--- begin Data lines ---

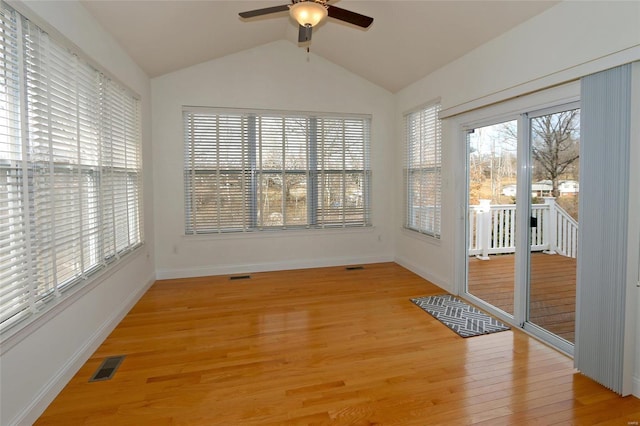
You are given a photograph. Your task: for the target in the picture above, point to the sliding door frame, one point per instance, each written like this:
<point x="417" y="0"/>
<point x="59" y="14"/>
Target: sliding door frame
<point x="516" y="109"/>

--- end Data lines ---

• Directions for this task
Substitute "image" for "photograph" and write out all of the entries again with no other changes, leaving out the pictures.

• Expected answer
You are given a image. Your task: for the target in the picture above, point to the sliding door frame, one point per instance, each written like this:
<point x="417" y="0"/>
<point x="59" y="14"/>
Target: sliding door frame
<point x="516" y="109"/>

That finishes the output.